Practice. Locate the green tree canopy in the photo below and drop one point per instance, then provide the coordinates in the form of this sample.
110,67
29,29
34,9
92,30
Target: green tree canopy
----------------------------------------
■ 作業内容: 上の行をすべて、一字も変えずにそのまま出力せよ。

■ 出力全文:
Practice. Locate the green tree canopy in the photo below and drop one point per instance, then provide the coordinates in the form of this sample.
110,67
29,29
34,9
92,30
Target: green tree canopy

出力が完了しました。